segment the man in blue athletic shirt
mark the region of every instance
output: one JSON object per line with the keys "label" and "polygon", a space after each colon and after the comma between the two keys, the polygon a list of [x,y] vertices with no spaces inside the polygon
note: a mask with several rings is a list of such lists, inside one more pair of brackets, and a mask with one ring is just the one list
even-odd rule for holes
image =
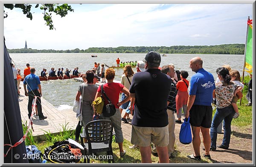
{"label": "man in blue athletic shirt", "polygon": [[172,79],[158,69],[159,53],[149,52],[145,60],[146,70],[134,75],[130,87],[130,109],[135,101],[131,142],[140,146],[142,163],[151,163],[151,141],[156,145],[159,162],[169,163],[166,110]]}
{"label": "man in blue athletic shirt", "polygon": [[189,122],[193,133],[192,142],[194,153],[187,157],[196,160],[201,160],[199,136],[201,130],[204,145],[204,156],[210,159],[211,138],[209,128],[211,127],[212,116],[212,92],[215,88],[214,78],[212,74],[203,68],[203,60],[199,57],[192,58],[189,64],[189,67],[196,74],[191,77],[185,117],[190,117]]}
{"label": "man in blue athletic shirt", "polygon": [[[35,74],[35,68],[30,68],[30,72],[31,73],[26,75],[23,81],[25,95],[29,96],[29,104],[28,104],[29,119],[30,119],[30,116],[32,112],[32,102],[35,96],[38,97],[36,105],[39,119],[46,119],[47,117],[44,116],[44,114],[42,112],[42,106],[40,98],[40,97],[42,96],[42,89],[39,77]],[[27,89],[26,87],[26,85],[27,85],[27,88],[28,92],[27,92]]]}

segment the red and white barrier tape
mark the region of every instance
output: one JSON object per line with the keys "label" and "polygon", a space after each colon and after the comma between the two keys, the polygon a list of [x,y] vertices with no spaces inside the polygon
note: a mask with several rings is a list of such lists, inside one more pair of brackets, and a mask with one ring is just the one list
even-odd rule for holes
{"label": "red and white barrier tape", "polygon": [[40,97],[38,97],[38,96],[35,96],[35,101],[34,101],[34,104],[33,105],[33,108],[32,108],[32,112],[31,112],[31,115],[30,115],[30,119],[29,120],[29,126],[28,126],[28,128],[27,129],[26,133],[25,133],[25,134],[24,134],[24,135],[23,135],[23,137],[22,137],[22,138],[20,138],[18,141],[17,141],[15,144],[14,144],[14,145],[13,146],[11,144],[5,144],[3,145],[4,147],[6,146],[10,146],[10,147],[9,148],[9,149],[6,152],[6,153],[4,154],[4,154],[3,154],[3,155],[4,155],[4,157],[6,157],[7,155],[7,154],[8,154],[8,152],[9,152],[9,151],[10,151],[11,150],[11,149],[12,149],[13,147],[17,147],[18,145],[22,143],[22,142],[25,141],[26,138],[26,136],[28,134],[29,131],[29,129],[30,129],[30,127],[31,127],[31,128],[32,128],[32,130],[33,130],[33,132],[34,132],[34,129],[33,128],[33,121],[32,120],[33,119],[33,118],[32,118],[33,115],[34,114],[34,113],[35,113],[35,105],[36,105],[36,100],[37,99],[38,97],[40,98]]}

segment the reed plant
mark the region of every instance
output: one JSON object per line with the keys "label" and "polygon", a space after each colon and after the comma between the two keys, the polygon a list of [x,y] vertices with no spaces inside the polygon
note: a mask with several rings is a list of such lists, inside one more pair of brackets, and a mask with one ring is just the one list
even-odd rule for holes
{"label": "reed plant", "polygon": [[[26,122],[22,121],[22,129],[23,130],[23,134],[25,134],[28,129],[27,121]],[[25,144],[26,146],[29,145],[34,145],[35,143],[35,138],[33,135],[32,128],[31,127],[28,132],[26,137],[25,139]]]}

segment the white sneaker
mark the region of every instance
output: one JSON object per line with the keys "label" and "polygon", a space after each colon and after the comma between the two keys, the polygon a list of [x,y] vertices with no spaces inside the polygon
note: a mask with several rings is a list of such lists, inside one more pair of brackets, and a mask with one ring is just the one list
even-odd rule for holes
====
Quote the material in full and exactly; do not carry over its pictures.

* **Finished task**:
segment the man in blue athletic shirt
mark the region of every instance
output: one JSON object per line with the keys "label" and "polygon", a space after each colon and after the comma between the two keys, the polygon a list of [x,y] vertices with no spaces inside the polygon
note: a mask with several rings is a list of such lists, inside one more pair of brackets, and a mask with one ring is just the one list
even-odd rule for holes
image =
{"label": "man in blue athletic shirt", "polygon": [[172,79],[158,69],[159,53],[149,52],[145,60],[146,70],[134,75],[130,87],[130,109],[135,101],[131,142],[140,146],[142,163],[151,163],[151,141],[156,145],[159,162],[169,163],[166,110]]}
{"label": "man in blue athletic shirt", "polygon": [[189,122],[193,133],[192,142],[194,153],[187,157],[196,160],[201,160],[199,136],[201,130],[204,145],[204,156],[210,159],[211,138],[209,128],[211,127],[212,116],[212,92],[215,88],[214,78],[212,74],[203,68],[203,60],[199,57],[192,58],[189,64],[189,67],[196,74],[191,77],[185,117],[190,117]]}
{"label": "man in blue athletic shirt", "polygon": [[[35,74],[35,68],[30,68],[30,72],[31,73],[26,75],[23,81],[25,95],[29,96],[29,104],[28,104],[29,119],[30,119],[30,116],[32,112],[32,102],[35,96],[38,97],[36,105],[39,119],[46,119],[47,117],[44,116],[44,114],[42,112],[42,106],[40,98],[40,97],[42,96],[42,89],[39,77]],[[27,89],[26,87],[26,85],[27,85],[27,88],[28,92],[27,92]]]}

segment the red and white barrier tape
mark the region of every instance
output: one JSON object per line with the keys "label" and "polygon", a space after each colon and after the comma between the two keys, the polygon a list of [x,y] vertices with no spaces inside the polygon
note: a mask with several rings is a list of such lists, inside one more pair of brackets, and a mask with one ring is just the one list
even-odd rule for holes
{"label": "red and white barrier tape", "polygon": [[40,97],[38,97],[38,96],[35,96],[35,101],[34,101],[34,104],[33,105],[33,108],[32,108],[32,112],[31,112],[31,115],[30,115],[30,119],[29,120],[29,126],[28,126],[28,128],[27,129],[26,133],[25,133],[25,134],[24,134],[24,135],[23,135],[23,137],[22,137],[22,138],[20,138],[18,141],[17,141],[15,144],[14,144],[14,145],[13,146],[11,144],[5,144],[3,145],[4,147],[6,146],[10,146],[10,147],[9,148],[9,149],[6,152],[6,153],[4,154],[4,154],[3,154],[3,155],[4,155],[4,157],[6,157],[7,155],[7,154],[8,154],[8,152],[9,152],[9,151],[10,151],[11,150],[11,149],[12,149],[13,147],[17,147],[18,145],[22,143],[22,142],[25,141],[26,138],[26,136],[28,134],[29,131],[29,129],[30,129],[30,127],[31,127],[31,128],[32,128],[32,130],[33,130],[33,132],[34,132],[34,129],[33,128],[33,121],[32,120],[33,119],[33,118],[32,118],[33,115],[34,114],[34,113],[35,113],[35,105],[36,105],[36,100],[37,99],[38,97],[40,98]]}

segment the reed plant
mark the region of every instance
output: one JSON object per line with the keys "label" and "polygon", a space after each colon and after the comma between the two keys, the polygon a list of [x,y] vertices with no spaces inside the polygon
note: a mask with several rings is a list of such lists, inside one more pair of brackets, and a mask with one ring is just the one list
even-odd rule for holes
{"label": "reed plant", "polygon": [[[26,122],[22,121],[22,129],[23,130],[23,134],[25,134],[28,129],[27,121]],[[25,144],[26,146],[29,145],[34,145],[35,143],[35,138],[33,135],[32,128],[31,127],[28,132],[26,137],[25,139]]]}

segment the white sneaker
mark the region of every instance
output: one JSON object per line with the keys "label" and "polygon", a space after each colon and after the comma between the two keys, the polygon a list of [x,y] vertices with no spaces inside the polygon
note: a mask with several rings is a list of such lists, inside one more pair of brackets, and a mask with one ring is just the one list
even-odd rule for holes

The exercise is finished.